Corpo, Movimento Humano, Intencionalidade e Significado da Ação

    Para os filósofos da Antigüidade o que definia o Homem era a razão, a consciência como intelecto sendo o Homem dividido entre corpo e mente, tendo o corpo um caráter animalesco. Após o Cristianismo, o Homem quer alcançar o Divino, a verdade, cabendo a razão a busca do conhecimento remetendo novamente o corpo a um plano inferior como fonte de sofrimento e pecado. Os filósofos da Idade Moderna começaram a repensar nesta forma de busca da verdade através de um modo transcendental, metafísico. Eles começaram defender que a verdade não estava fora do Homem e independente deste. O homem poderia conhecer por meio da razão o seu próprio pensamento e o mundo dos fenômenos. A partir disso, instala-se o saber, a ciência. (SEVERINO, 1992)

    VERGEZ & HUISMAN (1988) afirma que quando René Descartes declarou "Penso, logo existo" ele garantiu que o pensamento tem sua própria existência e que o conhecimento está dentro do próprio ser pensante, opondo-se aos antigos filósofos que buscavam a essência das coisas no Divino ou na Natureza. O conhecido termo cartesiano toma forma a partir de então, caracterizado pela dualidade material e espiritual. Para o pensamento cartesiano o corpo está sob o domínio da razão, valorizando essencialmente o intelecto4 .

    Embora, na Idade Contemporânea seja dada uma maior ênfase para corporeidade, muitos ainda supervalorizam o conhecimento racional. Com o nascimento da Fenomenologia uma outra visão de Mundo e de Homem é estabelecida por parte de alguns filósofos. (SEVERINO 1992)
........
#### Tarefa 1
Reproduza todas as linhas abaixo, da primeira à última, sem nenhuma alteração.

#### Dados fornecidos
........
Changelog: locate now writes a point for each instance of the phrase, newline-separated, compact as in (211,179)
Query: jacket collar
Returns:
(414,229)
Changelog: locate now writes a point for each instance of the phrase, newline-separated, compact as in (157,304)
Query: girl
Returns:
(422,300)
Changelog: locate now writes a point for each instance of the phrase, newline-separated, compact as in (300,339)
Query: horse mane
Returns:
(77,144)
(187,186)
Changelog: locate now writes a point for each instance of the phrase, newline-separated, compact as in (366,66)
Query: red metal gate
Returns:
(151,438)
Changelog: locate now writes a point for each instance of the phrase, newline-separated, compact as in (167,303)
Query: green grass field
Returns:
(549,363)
........
#### Tarefa 2
Por favor, dê continuidade ao texto sobre corpo e razão lá de cima, começando logo após a última frase.

#### Resposta final 1
Changelog: locate now writes a point for each instance of the phrase, newline-separated, compact as in (211,179)
Query: jacket collar
Returns:
(414,229)
Changelog: locate now writes a point for each instance of the phrase, newline-separated, compact as in (157,304)
Query: girl
Returns:
(422,300)
Changelog: locate now writes a point for each instance of the phrase, newline-separated, compact as in (300,339)
Query: horse mane
Returns:
(77,144)
(187,186)
Changelog: locate now writes a point for each instance of the phrase, newline-separated, compact as in (366,66)
Query: red metal gate
Returns:
(151,438)
Changelog: locate now writes a point for each instance of the phrase, newline-separated, compact as in (167,303)
Query: green grass field
Returns:
(549,363)

#### Resposta final 2
    Do ponto de vista da fisiologia ou da biomecânica o entendimento do movimento é amplamente estudado pela Educação Física e segundo CANFIELD (2000) solicita-se uma relação causal. Mas, se refletir "o porque se fez aquilo", busca-se uma razão ou um significado para a ação. Em 1991, CANFIELD já se questionava em "por que" alguém executa um ato motor levando em conta a intencionalidade desse ato. Segundo REED (1982, cit. por CANFIELD, 2000), movimento para a abordagem motora é um deslocamento espaço-temporal do corpo ou de suas partes e Movimento para a abordagem da ação está para a conexão corpo-mundo.

    MERLEAU - PONTY (1994) diz que o conhecimento do Mundo se dá a partir da própria experiência do Homem: Homem e objeto se inter - relacionam. Razão e Corpo são agora indivisíveis. A consciência busca um contato mais direto com o Mundo. Através do corpo, do movimento que o Homem dá sentido e se coloca no mundo. Há uma intencionalidade. Para SEARLE (1983) só os seres humanos têm uma forma particular de intencionalidade associada com o significado. Para BEST (1978, cit. por CANFIELD, 2000) o significado de uma ação particular não pode ser explicado por uma análise de um movimento físico isolado. O significado é dado de acordo com o contexto em que a ação acontece onde o movimento é uma parte. Um mesmo movimento físico pode ter significados diferentes.

    Para LABAN (1978) o movimento do Homem tem um objetivo: satisfazer uma necessidade ou atingir algo que lhe é valioso. Perceber o objetivo parece fácil quando este é direcionado a algo tangível, como por exemplo o ato de agarrar um objeto. Porém, há valores intangíveis que levam ao movimento, como por exemplo um motivo subjetivo que leva a agarrar o objeto ou um estado de espírito. Há uma mecânica motora intrínseca ao movimento que opera o controle intencional do acontecimento físico chamado de esforço (impulsos internos a partir dos quais se originam os movimentos). Todos os movimentos humanos estão ligados a um esforço. O esforço e a ação podem ser inconscientes e involuntários, mas estão sempre presentes.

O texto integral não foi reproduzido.